--- start INPUT FOR THIS TASK ---

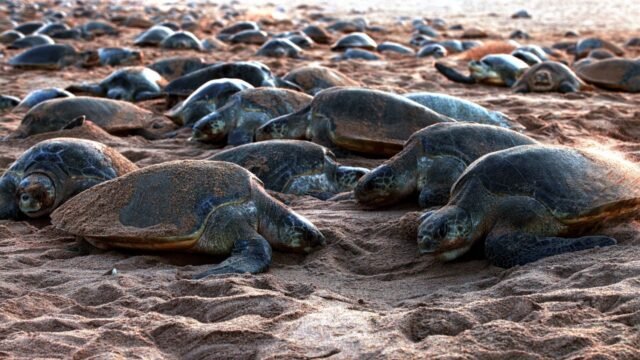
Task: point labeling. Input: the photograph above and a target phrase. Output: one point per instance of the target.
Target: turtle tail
(454, 75)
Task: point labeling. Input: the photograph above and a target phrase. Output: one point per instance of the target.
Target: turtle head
(36, 195)
(389, 182)
(8, 206)
(290, 126)
(118, 93)
(445, 233)
(347, 177)
(214, 127)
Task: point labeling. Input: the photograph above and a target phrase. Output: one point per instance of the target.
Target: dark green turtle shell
(278, 162)
(168, 202)
(579, 188)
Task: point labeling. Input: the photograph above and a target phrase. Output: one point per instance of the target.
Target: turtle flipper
(251, 255)
(521, 248)
(93, 89)
(454, 75)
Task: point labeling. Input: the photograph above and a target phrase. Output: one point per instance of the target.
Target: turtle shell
(368, 121)
(168, 203)
(52, 56)
(175, 67)
(251, 36)
(37, 96)
(280, 48)
(613, 73)
(277, 162)
(112, 115)
(453, 139)
(355, 40)
(255, 73)
(181, 40)
(31, 41)
(153, 36)
(579, 188)
(313, 79)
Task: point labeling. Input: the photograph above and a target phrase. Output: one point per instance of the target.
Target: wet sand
(368, 293)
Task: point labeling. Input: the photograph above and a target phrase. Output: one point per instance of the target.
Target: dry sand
(367, 294)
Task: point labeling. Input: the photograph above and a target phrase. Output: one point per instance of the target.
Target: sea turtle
(206, 99)
(31, 41)
(53, 57)
(294, 167)
(180, 40)
(210, 207)
(313, 79)
(29, 27)
(531, 201)
(113, 56)
(362, 120)
(152, 36)
(251, 36)
(135, 83)
(255, 73)
(317, 34)
(240, 26)
(356, 54)
(116, 117)
(8, 102)
(9, 36)
(358, 40)
(431, 161)
(393, 47)
(37, 96)
(52, 171)
(614, 73)
(495, 69)
(584, 46)
(549, 76)
(174, 67)
(280, 48)
(245, 111)
(432, 50)
(460, 109)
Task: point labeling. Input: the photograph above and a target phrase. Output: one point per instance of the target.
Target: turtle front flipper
(521, 248)
(454, 75)
(249, 255)
(93, 89)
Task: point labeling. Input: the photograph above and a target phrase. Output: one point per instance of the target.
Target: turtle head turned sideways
(447, 233)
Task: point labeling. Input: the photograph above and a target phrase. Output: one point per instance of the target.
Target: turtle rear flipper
(521, 248)
(252, 255)
(93, 89)
(454, 75)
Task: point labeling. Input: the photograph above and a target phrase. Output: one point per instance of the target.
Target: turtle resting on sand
(294, 167)
(532, 201)
(460, 109)
(496, 69)
(613, 73)
(53, 57)
(52, 171)
(116, 117)
(361, 120)
(206, 99)
(245, 111)
(209, 207)
(549, 76)
(431, 161)
(37, 96)
(313, 79)
(135, 83)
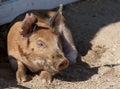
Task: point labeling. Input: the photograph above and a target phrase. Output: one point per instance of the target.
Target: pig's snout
(63, 64)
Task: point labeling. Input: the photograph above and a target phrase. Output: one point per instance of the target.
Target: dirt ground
(95, 26)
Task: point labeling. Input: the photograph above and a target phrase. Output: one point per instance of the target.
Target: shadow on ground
(80, 71)
(7, 78)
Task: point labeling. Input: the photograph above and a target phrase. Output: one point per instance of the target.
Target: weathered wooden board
(9, 9)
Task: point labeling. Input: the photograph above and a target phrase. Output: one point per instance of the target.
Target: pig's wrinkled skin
(40, 44)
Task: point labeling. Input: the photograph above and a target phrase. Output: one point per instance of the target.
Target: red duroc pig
(40, 43)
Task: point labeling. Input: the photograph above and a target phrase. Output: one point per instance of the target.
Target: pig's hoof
(22, 78)
(45, 77)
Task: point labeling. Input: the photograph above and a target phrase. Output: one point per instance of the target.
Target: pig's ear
(28, 24)
(69, 49)
(56, 21)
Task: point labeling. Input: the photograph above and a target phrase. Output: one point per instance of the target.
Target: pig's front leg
(21, 73)
(45, 77)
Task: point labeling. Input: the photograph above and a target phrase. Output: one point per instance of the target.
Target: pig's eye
(41, 44)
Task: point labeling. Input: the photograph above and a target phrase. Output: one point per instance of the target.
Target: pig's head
(44, 44)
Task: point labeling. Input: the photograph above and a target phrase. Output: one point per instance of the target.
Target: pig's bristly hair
(51, 21)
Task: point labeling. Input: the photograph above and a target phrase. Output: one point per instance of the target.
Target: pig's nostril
(64, 64)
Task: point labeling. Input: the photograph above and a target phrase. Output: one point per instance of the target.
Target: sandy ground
(95, 25)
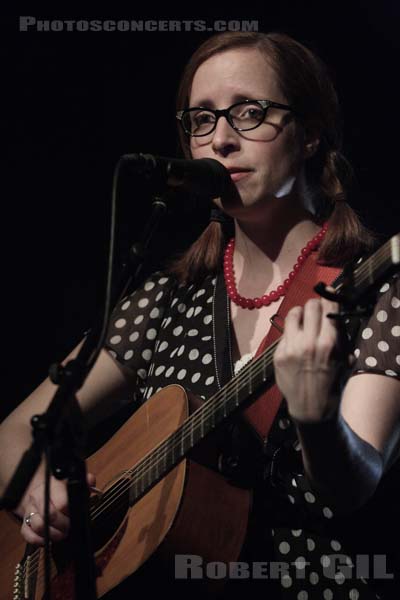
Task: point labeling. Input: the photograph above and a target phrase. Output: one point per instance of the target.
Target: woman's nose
(225, 138)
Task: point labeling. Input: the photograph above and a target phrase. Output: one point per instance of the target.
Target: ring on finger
(28, 519)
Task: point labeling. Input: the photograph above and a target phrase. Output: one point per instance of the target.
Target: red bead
(250, 303)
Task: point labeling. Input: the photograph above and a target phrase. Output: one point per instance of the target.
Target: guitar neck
(254, 378)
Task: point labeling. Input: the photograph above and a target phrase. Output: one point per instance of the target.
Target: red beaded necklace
(281, 290)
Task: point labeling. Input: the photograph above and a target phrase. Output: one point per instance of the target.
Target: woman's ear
(310, 148)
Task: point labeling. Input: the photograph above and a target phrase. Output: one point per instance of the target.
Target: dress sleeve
(135, 323)
(377, 348)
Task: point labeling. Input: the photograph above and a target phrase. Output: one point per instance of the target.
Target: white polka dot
(166, 322)
(300, 563)
(143, 302)
(335, 545)
(382, 316)
(325, 561)
(367, 333)
(340, 578)
(297, 532)
(147, 354)
(284, 548)
(286, 581)
(120, 323)
(309, 497)
(151, 334)
(314, 578)
(371, 361)
(310, 544)
(395, 302)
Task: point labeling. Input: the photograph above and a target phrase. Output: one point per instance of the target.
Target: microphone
(205, 177)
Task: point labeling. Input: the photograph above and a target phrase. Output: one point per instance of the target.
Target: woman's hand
(32, 529)
(305, 361)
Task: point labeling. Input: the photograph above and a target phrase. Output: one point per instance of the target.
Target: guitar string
(212, 407)
(207, 408)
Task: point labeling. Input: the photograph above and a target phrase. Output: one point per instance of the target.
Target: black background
(73, 102)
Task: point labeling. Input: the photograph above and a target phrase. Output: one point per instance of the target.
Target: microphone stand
(59, 432)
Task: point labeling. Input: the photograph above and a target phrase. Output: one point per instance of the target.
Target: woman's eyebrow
(238, 97)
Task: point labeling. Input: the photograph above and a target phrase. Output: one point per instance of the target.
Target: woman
(264, 107)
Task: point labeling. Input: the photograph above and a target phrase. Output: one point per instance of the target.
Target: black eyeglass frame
(225, 112)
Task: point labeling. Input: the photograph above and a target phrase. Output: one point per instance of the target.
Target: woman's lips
(238, 175)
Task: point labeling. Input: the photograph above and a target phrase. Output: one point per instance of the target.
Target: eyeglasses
(242, 116)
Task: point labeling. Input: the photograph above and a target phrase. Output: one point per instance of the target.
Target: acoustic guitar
(154, 498)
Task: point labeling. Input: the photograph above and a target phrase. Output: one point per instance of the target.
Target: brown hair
(306, 84)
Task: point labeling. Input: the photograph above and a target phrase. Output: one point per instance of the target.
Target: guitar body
(191, 510)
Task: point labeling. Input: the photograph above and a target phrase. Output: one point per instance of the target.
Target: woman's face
(268, 164)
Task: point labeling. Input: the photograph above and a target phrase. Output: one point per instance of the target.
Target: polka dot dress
(377, 349)
(165, 333)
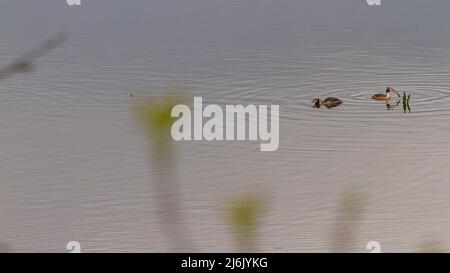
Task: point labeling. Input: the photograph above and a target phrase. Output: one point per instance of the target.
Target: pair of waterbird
(331, 102)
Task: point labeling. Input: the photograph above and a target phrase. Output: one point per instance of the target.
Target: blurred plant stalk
(349, 215)
(244, 214)
(155, 116)
(25, 62)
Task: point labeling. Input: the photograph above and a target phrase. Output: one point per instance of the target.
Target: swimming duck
(386, 96)
(329, 102)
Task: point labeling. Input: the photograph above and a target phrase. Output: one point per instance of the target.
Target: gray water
(75, 164)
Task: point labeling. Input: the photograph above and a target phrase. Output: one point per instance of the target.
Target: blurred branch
(25, 62)
(155, 117)
(351, 210)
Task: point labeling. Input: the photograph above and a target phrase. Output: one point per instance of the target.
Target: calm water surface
(75, 165)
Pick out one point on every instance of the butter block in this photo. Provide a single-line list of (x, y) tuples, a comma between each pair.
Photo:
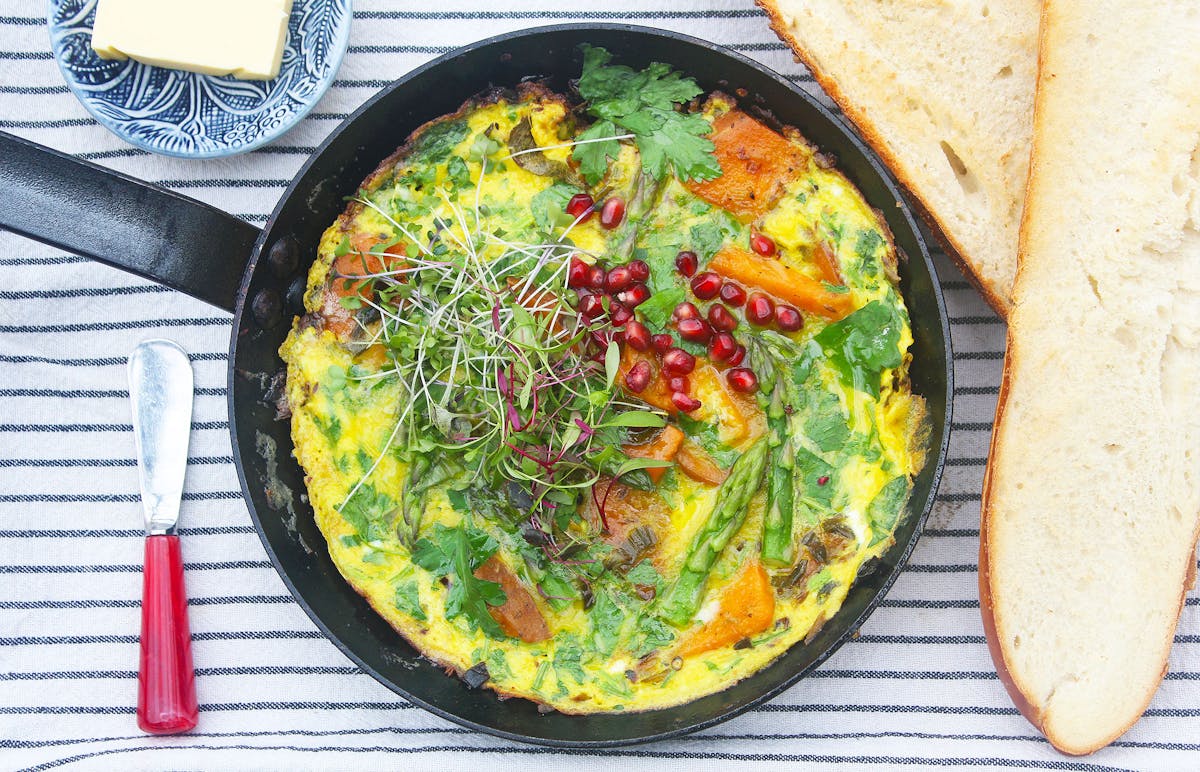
[(217, 37)]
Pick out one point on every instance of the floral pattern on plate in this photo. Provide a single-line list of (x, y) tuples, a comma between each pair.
[(193, 115)]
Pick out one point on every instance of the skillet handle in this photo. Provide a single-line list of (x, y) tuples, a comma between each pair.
[(112, 217)]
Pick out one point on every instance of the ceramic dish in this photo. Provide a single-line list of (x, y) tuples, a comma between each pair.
[(191, 115)]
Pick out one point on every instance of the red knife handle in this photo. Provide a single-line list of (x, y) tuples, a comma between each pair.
[(166, 681)]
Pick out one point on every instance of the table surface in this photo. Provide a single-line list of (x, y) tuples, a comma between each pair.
[(916, 689)]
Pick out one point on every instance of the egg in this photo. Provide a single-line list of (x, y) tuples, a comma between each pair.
[(490, 183)]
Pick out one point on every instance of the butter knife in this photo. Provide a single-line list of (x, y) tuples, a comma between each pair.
[(161, 392)]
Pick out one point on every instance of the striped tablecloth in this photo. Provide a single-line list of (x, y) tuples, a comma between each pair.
[(916, 689)]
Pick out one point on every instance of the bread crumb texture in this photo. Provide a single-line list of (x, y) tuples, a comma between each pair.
[(1092, 503), (943, 90)]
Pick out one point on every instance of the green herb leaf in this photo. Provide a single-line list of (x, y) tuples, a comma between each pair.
[(652, 634), (864, 343), (657, 311), (606, 621), (643, 103), (370, 512), (637, 419), (568, 658), (612, 363), (457, 552), (436, 142), (886, 508), (408, 599), (595, 145)]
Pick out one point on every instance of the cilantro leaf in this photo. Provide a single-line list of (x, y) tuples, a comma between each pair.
[(408, 599), (606, 621), (643, 103), (370, 512), (457, 552), (652, 634), (568, 658)]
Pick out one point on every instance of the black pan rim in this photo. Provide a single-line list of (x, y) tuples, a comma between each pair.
[(919, 519)]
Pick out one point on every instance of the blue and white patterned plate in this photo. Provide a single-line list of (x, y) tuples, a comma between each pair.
[(193, 115)]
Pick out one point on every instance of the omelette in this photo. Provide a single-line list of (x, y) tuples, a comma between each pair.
[(603, 398)]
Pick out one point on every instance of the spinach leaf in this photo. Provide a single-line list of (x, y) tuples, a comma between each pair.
[(861, 346), (651, 634), (568, 658), (436, 143), (826, 424), (408, 599), (457, 552), (810, 471), (707, 436), (886, 508), (370, 512), (606, 621), (549, 207)]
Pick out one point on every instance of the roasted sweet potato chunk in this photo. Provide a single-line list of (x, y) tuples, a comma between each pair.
[(747, 608), (775, 277), (756, 166), (519, 616)]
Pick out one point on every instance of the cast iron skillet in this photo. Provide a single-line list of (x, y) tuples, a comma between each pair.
[(258, 276)]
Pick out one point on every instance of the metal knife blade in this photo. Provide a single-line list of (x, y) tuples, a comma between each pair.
[(161, 392)]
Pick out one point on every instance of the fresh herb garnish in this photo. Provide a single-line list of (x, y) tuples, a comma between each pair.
[(643, 103), (457, 552)]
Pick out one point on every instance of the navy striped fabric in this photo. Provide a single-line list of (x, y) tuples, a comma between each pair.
[(916, 689)]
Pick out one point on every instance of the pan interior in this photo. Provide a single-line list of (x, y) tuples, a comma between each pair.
[(275, 483)]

--- end INPUT FOR THIS TASK ---

Print only the lines from the one with "Pick out one point on every instance of the omelette" to the end of the records, both included.

Pick out one point on every instance of the omelette in this photo. Provide a single-line list of (x, y) tuples, a comma between each pair.
[(603, 398)]
Pick out one point on every instance of the spinach leaf in this photo. Provide a single-line list of (x, y) tuples, a comma between each pair.
[(861, 346), (651, 634), (568, 658), (436, 143), (826, 424), (408, 599), (457, 552), (810, 471), (707, 436), (886, 508), (370, 512), (606, 621), (549, 207)]
Pick out one point on every instance of the roasted sweet potato chunk in this photo. Provide a single-line list of (x, y) tuples, a comma between each pair.
[(747, 608), (775, 277), (756, 166), (519, 616)]
Pick out one point on every instance of the cast iron skillet in this photo. Provide a single-line list of (x, y) tuples, a comma between each pair.
[(258, 276)]
Pick out one point on every instance of the metal knife blade in this photo. Provide a single-line list of (x, y) tuples, a comma between each pair.
[(161, 392)]
Pick out one point on every instance of the fresh herb garnish in this photo. Provide a single-line list of (x, y) tuples, a comma between each pair.
[(643, 103), (457, 552)]
Pick out one point on every instance of the navy striped fabric in this photo. Provide a single-line list of (x, y) tuples, a comma between each pair.
[(916, 689)]
Pick out one point on every instance of the pan interior in this photo. Provide a single-line list of (x, y) tuples, a comma between each pair.
[(275, 483)]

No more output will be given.